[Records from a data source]
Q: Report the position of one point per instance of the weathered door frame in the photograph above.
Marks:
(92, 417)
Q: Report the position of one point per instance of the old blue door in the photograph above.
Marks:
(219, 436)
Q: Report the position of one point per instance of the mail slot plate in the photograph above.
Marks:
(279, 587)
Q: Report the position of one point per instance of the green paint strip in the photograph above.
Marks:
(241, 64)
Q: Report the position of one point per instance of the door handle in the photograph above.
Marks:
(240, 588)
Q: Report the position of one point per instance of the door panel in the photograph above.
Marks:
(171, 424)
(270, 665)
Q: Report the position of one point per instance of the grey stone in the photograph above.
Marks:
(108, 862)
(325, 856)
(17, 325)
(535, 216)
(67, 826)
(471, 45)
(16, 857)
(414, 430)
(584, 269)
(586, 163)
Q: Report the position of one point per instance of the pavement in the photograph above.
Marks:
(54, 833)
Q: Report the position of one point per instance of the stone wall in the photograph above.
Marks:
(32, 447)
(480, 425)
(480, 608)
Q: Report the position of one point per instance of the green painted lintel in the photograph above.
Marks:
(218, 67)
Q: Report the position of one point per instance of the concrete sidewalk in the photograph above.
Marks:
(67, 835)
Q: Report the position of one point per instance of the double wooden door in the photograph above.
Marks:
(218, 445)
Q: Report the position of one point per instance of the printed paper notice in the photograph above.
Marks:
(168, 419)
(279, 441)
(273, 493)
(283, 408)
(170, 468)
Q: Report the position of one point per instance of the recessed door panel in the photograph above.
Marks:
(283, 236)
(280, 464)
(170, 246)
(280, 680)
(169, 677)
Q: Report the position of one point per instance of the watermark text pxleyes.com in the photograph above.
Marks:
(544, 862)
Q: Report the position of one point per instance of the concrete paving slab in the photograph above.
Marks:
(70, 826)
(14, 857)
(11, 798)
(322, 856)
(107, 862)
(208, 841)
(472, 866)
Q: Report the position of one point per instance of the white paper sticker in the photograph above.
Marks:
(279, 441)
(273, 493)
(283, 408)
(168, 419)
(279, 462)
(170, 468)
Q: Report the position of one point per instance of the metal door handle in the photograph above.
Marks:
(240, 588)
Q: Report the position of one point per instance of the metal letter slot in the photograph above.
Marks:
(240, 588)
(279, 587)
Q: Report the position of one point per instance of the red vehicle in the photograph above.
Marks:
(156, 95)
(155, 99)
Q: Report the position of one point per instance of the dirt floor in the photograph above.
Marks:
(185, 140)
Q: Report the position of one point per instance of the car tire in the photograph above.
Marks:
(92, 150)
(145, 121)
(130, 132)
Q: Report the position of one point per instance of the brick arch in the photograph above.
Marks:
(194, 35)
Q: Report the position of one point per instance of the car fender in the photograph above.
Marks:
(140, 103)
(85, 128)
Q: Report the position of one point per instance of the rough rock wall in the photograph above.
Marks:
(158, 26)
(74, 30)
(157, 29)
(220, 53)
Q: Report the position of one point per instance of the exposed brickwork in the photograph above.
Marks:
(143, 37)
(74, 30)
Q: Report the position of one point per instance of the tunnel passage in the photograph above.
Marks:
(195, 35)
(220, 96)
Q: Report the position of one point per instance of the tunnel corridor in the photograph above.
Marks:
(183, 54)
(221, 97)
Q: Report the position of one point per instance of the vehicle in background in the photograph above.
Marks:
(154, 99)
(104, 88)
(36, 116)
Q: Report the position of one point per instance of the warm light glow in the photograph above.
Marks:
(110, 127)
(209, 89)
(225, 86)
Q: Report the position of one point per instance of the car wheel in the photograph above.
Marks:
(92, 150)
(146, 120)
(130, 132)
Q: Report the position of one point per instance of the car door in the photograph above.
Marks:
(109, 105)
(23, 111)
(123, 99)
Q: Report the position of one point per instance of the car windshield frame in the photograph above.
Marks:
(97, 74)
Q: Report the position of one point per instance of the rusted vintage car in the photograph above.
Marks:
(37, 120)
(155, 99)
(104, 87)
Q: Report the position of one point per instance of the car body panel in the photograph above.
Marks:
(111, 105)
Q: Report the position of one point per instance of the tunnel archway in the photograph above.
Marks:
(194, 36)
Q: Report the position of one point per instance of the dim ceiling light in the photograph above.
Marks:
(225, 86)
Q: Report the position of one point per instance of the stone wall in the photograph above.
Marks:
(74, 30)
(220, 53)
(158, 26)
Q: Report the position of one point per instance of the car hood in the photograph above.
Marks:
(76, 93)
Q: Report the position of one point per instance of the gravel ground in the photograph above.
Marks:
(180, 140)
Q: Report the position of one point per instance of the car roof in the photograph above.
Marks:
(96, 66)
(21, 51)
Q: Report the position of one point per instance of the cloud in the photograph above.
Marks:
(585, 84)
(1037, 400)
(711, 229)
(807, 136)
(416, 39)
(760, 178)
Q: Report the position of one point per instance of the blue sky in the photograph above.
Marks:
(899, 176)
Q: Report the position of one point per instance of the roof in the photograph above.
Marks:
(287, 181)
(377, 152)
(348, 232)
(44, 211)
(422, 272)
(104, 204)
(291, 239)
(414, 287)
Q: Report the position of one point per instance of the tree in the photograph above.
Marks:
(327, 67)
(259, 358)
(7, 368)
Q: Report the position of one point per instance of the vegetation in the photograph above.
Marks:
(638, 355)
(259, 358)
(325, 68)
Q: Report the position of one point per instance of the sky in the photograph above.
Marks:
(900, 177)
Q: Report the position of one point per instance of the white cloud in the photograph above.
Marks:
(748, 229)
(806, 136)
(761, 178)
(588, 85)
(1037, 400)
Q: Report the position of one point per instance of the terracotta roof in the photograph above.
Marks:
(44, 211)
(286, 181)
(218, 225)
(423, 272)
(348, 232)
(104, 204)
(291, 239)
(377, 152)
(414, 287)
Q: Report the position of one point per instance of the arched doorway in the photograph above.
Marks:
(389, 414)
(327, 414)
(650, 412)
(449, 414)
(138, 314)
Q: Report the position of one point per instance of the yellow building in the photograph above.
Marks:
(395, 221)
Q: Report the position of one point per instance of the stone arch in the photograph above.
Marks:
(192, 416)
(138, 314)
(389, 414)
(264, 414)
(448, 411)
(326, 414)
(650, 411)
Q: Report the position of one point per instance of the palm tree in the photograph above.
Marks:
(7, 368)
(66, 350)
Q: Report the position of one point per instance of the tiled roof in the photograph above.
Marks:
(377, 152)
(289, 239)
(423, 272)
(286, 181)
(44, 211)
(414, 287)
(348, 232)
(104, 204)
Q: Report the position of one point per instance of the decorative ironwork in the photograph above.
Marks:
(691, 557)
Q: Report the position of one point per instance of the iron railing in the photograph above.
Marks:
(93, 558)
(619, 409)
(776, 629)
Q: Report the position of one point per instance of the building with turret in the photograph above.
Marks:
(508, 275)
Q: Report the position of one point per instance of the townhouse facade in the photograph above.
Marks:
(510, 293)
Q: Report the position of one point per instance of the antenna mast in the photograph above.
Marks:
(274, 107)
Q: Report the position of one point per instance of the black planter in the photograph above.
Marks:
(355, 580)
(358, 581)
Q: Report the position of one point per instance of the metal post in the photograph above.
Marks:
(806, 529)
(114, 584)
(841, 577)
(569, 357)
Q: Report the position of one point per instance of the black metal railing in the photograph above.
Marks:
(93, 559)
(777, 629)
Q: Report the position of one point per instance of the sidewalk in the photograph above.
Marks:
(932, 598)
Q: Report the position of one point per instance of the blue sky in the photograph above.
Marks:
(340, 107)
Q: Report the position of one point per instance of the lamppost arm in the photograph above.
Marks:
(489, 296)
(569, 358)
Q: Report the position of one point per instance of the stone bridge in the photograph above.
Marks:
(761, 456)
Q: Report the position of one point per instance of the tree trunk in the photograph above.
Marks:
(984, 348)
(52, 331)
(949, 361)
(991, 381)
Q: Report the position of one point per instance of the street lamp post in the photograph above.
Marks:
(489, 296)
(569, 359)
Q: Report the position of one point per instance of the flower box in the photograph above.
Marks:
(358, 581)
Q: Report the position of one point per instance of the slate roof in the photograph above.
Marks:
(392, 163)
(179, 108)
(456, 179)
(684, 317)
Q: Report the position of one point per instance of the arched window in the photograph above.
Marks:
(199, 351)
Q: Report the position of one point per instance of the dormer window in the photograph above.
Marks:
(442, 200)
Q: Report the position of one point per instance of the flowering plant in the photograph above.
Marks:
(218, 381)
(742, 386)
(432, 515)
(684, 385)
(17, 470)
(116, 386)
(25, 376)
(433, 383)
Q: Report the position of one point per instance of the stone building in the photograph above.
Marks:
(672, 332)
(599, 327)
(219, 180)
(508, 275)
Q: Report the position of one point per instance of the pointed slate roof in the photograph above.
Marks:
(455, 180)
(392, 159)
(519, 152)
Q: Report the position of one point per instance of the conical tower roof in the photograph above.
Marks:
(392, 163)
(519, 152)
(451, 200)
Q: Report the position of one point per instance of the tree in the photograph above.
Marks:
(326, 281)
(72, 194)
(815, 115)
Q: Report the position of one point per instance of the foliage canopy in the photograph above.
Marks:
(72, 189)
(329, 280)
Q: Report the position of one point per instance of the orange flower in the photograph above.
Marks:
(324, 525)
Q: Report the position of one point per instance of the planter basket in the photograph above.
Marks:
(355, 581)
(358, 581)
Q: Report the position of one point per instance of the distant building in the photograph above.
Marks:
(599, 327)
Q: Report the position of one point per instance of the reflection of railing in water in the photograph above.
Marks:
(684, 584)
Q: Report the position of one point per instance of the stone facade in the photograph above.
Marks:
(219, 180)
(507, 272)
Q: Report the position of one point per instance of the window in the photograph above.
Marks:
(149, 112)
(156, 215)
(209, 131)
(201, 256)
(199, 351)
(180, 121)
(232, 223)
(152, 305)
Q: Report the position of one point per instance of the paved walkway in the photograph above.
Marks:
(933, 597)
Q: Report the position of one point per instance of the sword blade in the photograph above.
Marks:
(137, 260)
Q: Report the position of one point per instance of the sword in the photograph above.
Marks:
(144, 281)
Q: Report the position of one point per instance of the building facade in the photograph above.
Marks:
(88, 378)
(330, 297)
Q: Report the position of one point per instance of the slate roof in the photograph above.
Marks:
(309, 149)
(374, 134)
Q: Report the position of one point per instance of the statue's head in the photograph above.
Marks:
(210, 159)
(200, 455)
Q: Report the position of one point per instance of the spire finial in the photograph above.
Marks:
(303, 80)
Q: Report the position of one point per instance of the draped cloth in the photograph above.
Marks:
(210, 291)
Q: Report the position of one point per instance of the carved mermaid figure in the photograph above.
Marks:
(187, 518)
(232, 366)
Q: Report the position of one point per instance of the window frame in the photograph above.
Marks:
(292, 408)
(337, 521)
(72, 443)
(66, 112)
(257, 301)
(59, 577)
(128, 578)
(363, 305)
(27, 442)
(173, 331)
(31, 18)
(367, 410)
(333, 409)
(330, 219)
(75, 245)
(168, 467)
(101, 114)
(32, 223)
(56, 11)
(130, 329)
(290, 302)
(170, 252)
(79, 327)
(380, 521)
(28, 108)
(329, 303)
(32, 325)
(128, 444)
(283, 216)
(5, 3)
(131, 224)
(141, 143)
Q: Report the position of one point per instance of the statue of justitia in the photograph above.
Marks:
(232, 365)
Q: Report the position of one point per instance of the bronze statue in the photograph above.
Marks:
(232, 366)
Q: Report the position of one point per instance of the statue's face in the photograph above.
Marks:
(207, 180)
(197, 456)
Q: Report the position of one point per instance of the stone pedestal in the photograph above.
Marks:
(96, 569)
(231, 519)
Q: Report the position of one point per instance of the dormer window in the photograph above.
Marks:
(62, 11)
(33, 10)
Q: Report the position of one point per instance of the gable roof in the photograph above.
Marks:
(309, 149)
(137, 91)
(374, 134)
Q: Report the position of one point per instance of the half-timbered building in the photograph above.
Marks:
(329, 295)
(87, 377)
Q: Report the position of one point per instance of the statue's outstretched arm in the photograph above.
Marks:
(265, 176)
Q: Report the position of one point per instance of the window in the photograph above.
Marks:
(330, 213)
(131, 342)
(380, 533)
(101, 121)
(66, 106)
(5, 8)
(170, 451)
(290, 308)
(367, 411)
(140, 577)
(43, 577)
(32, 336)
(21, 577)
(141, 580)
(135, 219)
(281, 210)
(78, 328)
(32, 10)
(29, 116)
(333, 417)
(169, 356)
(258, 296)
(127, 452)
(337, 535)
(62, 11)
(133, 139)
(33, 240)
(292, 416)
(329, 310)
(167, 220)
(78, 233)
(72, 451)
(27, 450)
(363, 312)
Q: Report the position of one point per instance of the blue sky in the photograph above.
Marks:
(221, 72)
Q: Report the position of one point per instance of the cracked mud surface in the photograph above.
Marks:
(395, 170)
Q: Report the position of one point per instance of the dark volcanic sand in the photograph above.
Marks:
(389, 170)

[REQUIREMENT] Starting at the line that contains "surface in the photograph above.", copy each line exactly through the end of the listing above. Include that first line and the last one, and add nothing.

[ANSWER TO THE TASK]
Q: Report the position of one point per instance of the cracked mud surface in the photograph above.
Marks:
(395, 170)
Q: Report the position of one point per instance of the dark volcanic sand in the photograph above.
Marks:
(389, 170)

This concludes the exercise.